Datalog Extensions for the Analysis of Static and Streaming Data
This is an extension of the fellowship "MaSI3: A Massively Scalable Intelligent Information Infrastructure" (EP/K00607X/1).
Intelligent data management techniques play a key role in areas such as healthcare, business, and government. Healthcare providers such as Kaiser Permanente use such techniques for auditing; companies such as RailComplete use them to verify transport infrastructure designs; and oil producers such as StatOil analyse streaming sensor data to diagnose faults and prevent failures. To simplify the management of the data, intelligent information systems (IISs) provide services that (i) capture the semantics of the data using background knowledge about the application domain, and (ii) use reasoning to infer information implicit in the data and the background knowledge. The vision of the MaSI3 fellowship is to make intelligent information systems a reality by developing scalable reasoning and query answering techniques. The techniques developed in the project to date provide the foundation for a new IIS called RDFox. The system is based on datalog -- a language that models background knowledge of IISs using 'if-then' rules.
Extensive engagement with users within MaSI3 has revealed great potential of RDFox for data analysis -- an exciting new application of IISs. The term 'data analysis' covers a broad range of techniques, which can include searching for patterns and predicting future behaviour using statistical and machine learning algorithms. In many cases, however, data analysis involves the use of data manipulation tasks that aggregate data, verify properties, or answer queries. Such tasks are typically solved imperatively (e.g., using languages such as Java or Scala) by specifying how to manipulate the data, which is undesirable because the objective of the analysis is often obscured by evaluation concerns. It has been argued that data analysis should be declarative: users should describe what the desired output is, rather than how to compute it. For example, instead of computing shortest paths in a graph using a concrete algorithm, one should (i) describe what a path length is, and (ii) state that only paths of minimum length are needed. Such a specification is independent of evaluation details, which allows the user to focus his attention on the task at hand. An evaluation strategy can be chosen later to satisfy specific requirements; for example, parallelisation or incremental techniques can be reused 'for free' to speed up computation or update the output after applying a change to the input.
A key problem on the path to declarative data analysis is to design a language that can express the relevant tasks. Datalog has been identified as a natural starting point: its expressivity and complexity are well understood, and it is already used to declaratively capture domain knowledge in IISs. My work in the MaSI3 fellowship confirms the potential of datalog, but it has also revealed the inability of datalog to express several natural and common data analysis problems. For example, datalog cannot answer the bill of materials query (i.e., count the occurrences of a part in a hierarchical product structure); moreover, basic datalog cannot express the shortest paths problem, and datalog extensions that can express this problem are inefficient when used with known reasoning algorithms. Furthermore, there are challenges in using datalog in a streaming setting (i.e., where data is produced continuously).
Thus, the objective of this fellowship extension is to develop datalog extensions for data analysis in IISs, establish links with known problem solving methods (e.g., dynamic programming), and evaluate the results with my collaborators. My main research problems are about language design, and are thus to an extent independent of the specific evaluation methods. I will validate my results by implementing them in RDFox, but they can also be implemented in Big Data frameworks such as Hadoop and Spark.

• **Data entries**:

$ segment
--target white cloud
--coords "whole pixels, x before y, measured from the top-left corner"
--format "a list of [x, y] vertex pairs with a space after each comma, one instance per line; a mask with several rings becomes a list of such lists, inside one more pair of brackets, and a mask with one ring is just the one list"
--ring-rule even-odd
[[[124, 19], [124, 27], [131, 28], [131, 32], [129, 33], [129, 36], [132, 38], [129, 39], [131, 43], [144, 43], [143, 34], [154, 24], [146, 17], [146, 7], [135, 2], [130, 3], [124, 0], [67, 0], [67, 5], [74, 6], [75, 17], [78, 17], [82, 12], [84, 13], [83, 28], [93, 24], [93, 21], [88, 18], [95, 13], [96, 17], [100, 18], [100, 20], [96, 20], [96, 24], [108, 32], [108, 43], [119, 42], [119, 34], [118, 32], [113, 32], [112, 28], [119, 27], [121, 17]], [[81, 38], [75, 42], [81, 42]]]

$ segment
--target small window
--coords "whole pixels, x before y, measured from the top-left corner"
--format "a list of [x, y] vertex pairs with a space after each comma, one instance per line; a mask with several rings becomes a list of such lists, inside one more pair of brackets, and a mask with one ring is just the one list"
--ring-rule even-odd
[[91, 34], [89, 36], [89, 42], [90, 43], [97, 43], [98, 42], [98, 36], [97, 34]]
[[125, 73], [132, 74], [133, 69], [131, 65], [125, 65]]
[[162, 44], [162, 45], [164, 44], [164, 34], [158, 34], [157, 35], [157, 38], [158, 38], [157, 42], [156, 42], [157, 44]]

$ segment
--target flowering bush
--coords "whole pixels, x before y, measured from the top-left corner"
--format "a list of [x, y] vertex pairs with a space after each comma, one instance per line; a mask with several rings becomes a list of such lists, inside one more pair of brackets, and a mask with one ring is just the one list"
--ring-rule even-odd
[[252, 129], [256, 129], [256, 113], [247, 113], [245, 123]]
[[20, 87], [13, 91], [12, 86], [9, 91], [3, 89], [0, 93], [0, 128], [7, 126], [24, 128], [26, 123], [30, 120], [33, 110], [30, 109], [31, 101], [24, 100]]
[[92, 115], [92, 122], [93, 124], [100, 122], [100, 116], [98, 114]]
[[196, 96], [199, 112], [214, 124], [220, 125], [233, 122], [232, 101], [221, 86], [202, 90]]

• **Exercise requirements**:
From the project description above, list every organization named as using intelligent data management techniques, with the use the text gives for each.

• **Result of the task**:
- Kaiser Permanente: auditing
- RailComplete: verifying transport infrastructure designs
- StatOil: analysing streaming sensor data to diagnose faults and prevent failures